STATED GOAL: The records that follow are to be repeated without alteration.

EXTRACTED DATA:
- - -
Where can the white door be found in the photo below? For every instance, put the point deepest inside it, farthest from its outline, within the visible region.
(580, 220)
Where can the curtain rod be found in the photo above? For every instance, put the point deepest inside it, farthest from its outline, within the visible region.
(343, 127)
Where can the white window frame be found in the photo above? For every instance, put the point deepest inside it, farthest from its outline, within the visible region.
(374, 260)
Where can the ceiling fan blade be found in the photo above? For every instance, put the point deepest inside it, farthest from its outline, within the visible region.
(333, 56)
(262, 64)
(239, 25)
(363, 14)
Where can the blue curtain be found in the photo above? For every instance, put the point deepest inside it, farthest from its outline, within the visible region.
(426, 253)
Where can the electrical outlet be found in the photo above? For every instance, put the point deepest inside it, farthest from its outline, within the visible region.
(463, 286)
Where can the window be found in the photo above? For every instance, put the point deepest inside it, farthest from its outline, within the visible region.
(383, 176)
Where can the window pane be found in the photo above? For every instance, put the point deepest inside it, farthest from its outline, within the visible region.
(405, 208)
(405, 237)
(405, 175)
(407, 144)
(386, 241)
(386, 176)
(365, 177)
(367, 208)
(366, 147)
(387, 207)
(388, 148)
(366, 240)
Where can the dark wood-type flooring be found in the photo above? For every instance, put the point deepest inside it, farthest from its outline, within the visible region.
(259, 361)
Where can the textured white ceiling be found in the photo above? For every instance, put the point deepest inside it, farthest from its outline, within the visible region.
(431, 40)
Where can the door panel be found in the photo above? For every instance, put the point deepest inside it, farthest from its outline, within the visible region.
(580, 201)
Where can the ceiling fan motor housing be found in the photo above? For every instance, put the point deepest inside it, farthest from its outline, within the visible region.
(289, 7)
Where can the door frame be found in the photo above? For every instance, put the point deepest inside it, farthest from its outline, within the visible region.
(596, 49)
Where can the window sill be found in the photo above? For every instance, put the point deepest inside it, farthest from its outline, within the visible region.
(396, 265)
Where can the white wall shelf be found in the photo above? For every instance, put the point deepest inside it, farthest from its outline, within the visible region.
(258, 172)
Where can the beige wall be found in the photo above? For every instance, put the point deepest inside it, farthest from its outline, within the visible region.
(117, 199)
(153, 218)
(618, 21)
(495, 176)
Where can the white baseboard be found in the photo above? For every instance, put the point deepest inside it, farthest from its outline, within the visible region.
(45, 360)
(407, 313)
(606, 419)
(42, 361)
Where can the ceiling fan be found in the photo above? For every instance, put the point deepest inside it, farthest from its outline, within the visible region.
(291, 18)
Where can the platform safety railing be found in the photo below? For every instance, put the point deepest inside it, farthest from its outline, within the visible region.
- - -
TASK RESPONSE:
Where can the white door be found in the photo below? For every instance, put the point deepest inside it, farthest from its outline, within the visible region.
(580, 220)
Where can the curtain rod be found in the photo above? For every instance, put the point deepest inside it, farthest from its outline, within the visible region.
(343, 127)
Where can the white window frame be found in the photo above? For every instance, put the point deepest inside it, farthest from its outline, within the visible region.
(374, 260)
Where can the ceiling fan blade be found in the photo above? For every instance, put the point deepest inside it, farthest from its outline, within the visible region.
(333, 56)
(262, 64)
(239, 25)
(363, 14)
Where can the blue curtain be found in the photo above? For every instance, put the point deepest inside it, farthest from its outline, within the visible region.
(426, 253)
Where can the electrical outlet be found in the photo above? For every instance, put the point deepest inside it, farthest from its outline, within the visible region.
(463, 286)
Where can the window be found in the photo above? For every instance, put the point deepest inside it, farthest from its outline, within the visible region.
(383, 176)
Where can the window pane be found in the photo above? For every instance, put the point deepest inside it, farthest from its outline, within the visible region.
(405, 208)
(405, 237)
(405, 175)
(407, 144)
(386, 241)
(386, 176)
(365, 177)
(367, 208)
(366, 147)
(387, 207)
(388, 148)
(366, 240)
Where can the dark wood-type flooring be found in the photo above? For every instance, put the point deepest inside it, farthest from its outline, within the visible region.
(259, 361)
Where can the textured white ceiling be found in the photo above? For every instance, put the point deepest inside it, farthest from its outline, within the visible region.
(431, 40)
Where can the door panel be found in the photo above? For every instance, put the point deepest inside it, farthest from its outline, within the visible region.
(580, 201)
Where can the ceiling fan motor housing be found in the photo above? For every instance, put the point deepest inside it, farthest from its outline, within the visible region.
(289, 7)
Where can the door frame be found in the photo above? For every instance, put the point deepest inside it, farthest from its outline, within the visible region.
(596, 49)
Where can the window sill be found in the photo above? For every instance, put the point deepest inside it, farthest from its outline, within the visible region.
(396, 265)
Where can the white wall shelf be found in the photo above? For every instance, put the point deepest inside it, farthest from its outline, within the visible region.
(258, 172)
Where can the beige wall be found in the photo above? For every instance, put the point deepest inside it, farthest from its outline, within the visible region.
(117, 199)
(153, 218)
(618, 21)
(495, 176)
Where can the white baseboard be found in the photo above? For every instance, put the point deepest inside it, farthest from its outline, within the visible region.
(45, 360)
(407, 313)
(606, 419)
(42, 361)
Where can the ceiling fan be found in the photo above? For every instance, put the point deepest inside it, farthest from its outline, within the visible region.
(291, 18)
Where can the platform safety railing be found in the photo below? For every instance, put the point deepest inside it, farthest from its outline, within the visible region.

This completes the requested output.